What you have to do
Rewrite the entries below with every "one point" changed to "a single point" and nothing else altered, leaving out the pictures.

•••

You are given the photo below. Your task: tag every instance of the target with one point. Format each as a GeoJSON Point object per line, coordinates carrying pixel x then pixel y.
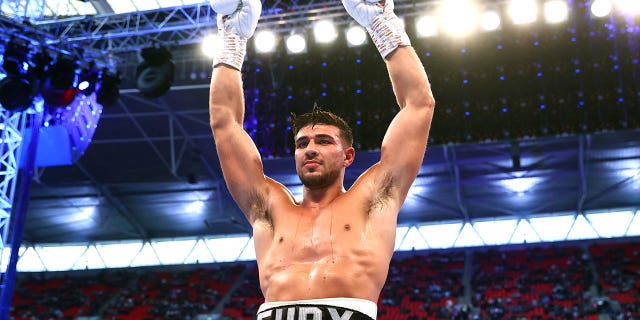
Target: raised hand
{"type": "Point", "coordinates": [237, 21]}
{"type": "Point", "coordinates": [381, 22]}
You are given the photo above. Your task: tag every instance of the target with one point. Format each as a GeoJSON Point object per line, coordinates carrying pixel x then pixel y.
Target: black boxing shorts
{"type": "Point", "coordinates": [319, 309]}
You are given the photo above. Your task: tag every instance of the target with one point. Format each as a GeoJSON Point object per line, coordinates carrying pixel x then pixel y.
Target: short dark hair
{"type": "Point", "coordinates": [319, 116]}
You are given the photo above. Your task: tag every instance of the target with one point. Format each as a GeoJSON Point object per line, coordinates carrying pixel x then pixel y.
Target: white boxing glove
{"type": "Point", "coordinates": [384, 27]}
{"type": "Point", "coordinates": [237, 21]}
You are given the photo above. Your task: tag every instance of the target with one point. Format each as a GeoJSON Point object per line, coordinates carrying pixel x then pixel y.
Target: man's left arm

•••

Answer to this exercise
You are given the photo below. Your task: tag every instance of the target with a single point. Format each as a GeoJSON Point object per line, coordinates carrying pixel x then pixel y.
Target: raised hand
{"type": "Point", "coordinates": [237, 21]}
{"type": "Point", "coordinates": [381, 22]}
You are given the photo above. Your task: tag every instance of the target with a single point. Format each as a GeoJSON Point object per line, coordinates carrying pixel x then pixel y.
Target: black boxing shorts
{"type": "Point", "coordinates": [319, 309]}
You are given the photo above. Your task: tag every instance of the target with a single point. Format each as a GeoJSON Point object per line, coordinates carrying pixel x then pixel y.
Target: short dark hair
{"type": "Point", "coordinates": [319, 116]}
You are given the photo above. Your task: tag every instance of the target with a single point. Format each as a GeoJSON Point object per line, coordinates carrying pixel x then pixel y.
Target: white boxing glove
{"type": "Point", "coordinates": [384, 27]}
{"type": "Point", "coordinates": [237, 21]}
You are given the photo above. Your task: tag every instance of the target with a single point. Format each as a GeoJSON Point object per line, coordinates carrying pixel x then pixel y.
Target: man's left arm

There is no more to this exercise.